## What is being asked
Write out the part of the article on alcohol and emotional face processing below between "People who engage" and "for alcohol use disorder.", inclusive, word for word.

## Text block
◇ ◇ ◇

People who engage in heavy alcohol drinking may have a harder time interpreting emotions and recognizing faces, according to a new study. Researchers from the University of California San Diego School of Medicine report that people with alcohol problems show changes in brain connectivity in areas such as the amygdala, an area involved in regulating emotions and rewards, and the frontal lobes.
Observing changes in neural connectivity could help in predicting the risk of alcoholism or alcohol abuse and could provide a target area for future treatments for alcohol use disorder.
People who experience little of alcohol’s negative effects are more likely to drink more and develop alcohol problems in the future. Previous research looking into the effects of low response to alcohol found decreased brain activity in the amygdala. However, until now, how the impaired connectivity affected communication with other brain regions remained unknown.
The researchers studied 108 young adults with no history of alcohol problems characterized as having a low or high response to alcohol. The participants drank a small volume of alcohol or a non-alcoholic beverage (serving as a placebo) before completing an emotional face processing task. The task involved identifying happy, angry, and fearful faces while brain activity was monitored with functional magnetic resonance imaging (fMRI).
Participants identified low-responders to alcohol who did not drink any alcohol showed less functional connectivity between the amygdala and the frontal lobes, as well as, the insula and parietal regions when processing emotional faces. Low-response participants who did drink alcohol showed a further reduction in brain connectivity. In contrast, high neural connectivity was observed in participants who had a high response to alcohol.
“We were surprised to find that the brain areas are communicating differently in these people even without any alcohol consumed, and before they have developed any significant alcohol problems,” said Ben McKenna, PhD, assistant clinical professor of psychiatry at UC San Diego School of Medicine and lead author of the study in a press release. Dr. McKenna suggests the decreased communication between brain regions in people with a low response to alcohol may make it harder to interpret social cues.
For instance, seeing a happy face should send brain signals involved in reward, but if this is not being sensed properly, people with low-responses may drink more alcohol to receive those rewarding feelings.
A five-year follow-up of the participants found they could use the functional connectivity patterns from earlier scans to predict future alcohol use disorder.
“If these genetically-influenced neurobiological differences are predictive of future behavior, maybe we can identify them early on and try to educate people before they ever develop problematic drinking,” said Dr. McKenna.
The study was recently published in the journal Alcoholism: Clinical & Experimental Research.

◇ ◇ ◇

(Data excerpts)
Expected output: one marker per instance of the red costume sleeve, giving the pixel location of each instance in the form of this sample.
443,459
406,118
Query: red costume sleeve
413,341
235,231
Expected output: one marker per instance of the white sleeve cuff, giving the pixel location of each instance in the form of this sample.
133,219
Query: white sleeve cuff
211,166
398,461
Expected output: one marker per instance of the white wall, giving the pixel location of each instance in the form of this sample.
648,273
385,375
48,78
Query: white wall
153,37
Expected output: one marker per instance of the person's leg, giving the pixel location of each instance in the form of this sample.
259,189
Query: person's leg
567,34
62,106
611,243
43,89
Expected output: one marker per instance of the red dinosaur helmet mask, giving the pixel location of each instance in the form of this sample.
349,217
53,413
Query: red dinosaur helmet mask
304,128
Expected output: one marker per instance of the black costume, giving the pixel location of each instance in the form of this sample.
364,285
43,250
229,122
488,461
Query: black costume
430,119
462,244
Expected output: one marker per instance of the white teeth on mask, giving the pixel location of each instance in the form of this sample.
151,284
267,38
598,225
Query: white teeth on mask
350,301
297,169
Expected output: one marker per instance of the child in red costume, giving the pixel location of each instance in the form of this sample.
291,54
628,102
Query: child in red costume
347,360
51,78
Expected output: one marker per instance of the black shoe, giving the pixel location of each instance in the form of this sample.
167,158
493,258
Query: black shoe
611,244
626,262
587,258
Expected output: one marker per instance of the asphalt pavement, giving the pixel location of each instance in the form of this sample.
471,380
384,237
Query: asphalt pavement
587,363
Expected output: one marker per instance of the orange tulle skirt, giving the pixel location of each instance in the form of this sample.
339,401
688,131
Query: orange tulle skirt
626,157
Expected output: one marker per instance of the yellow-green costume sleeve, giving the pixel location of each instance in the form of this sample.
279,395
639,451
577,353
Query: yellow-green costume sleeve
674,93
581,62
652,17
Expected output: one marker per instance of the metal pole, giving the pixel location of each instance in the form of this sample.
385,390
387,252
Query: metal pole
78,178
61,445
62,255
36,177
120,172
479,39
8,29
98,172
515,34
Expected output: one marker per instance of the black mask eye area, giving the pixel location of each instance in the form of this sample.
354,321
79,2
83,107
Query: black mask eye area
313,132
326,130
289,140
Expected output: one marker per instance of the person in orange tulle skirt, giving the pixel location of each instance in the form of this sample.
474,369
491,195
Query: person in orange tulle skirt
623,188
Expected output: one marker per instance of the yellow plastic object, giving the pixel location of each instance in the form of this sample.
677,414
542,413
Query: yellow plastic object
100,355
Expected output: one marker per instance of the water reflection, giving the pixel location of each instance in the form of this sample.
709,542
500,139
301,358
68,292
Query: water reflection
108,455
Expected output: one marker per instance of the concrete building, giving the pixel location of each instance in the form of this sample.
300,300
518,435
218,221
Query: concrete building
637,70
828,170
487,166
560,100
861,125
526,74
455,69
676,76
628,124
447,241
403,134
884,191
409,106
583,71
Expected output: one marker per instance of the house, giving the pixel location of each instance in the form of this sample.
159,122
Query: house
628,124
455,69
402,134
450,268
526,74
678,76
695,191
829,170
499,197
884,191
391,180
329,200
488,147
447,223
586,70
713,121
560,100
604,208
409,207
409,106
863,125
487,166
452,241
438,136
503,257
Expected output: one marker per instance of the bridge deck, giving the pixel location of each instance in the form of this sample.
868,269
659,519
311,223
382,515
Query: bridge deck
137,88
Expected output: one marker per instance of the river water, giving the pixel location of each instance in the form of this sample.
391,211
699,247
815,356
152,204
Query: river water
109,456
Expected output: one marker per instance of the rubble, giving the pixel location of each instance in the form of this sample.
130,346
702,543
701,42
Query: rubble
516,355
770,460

◇ ◇ ◇

## Answer space
People who engage in heavy alcohol drinking may have a harder time interpreting emotions and recognizing faces, according to a new study. Researchers from the University of California San Diego School of Medicine report that people with alcohol problems show changes in brain connectivity in areas such as the amygdala, an area involved in regulating emotions and rewards, and the frontal lobes.
Observing changes in neural connectivity could help in predicting the risk of alcoholism or alcohol abuse and could provide a target area for future treatments for alcohol use disorder.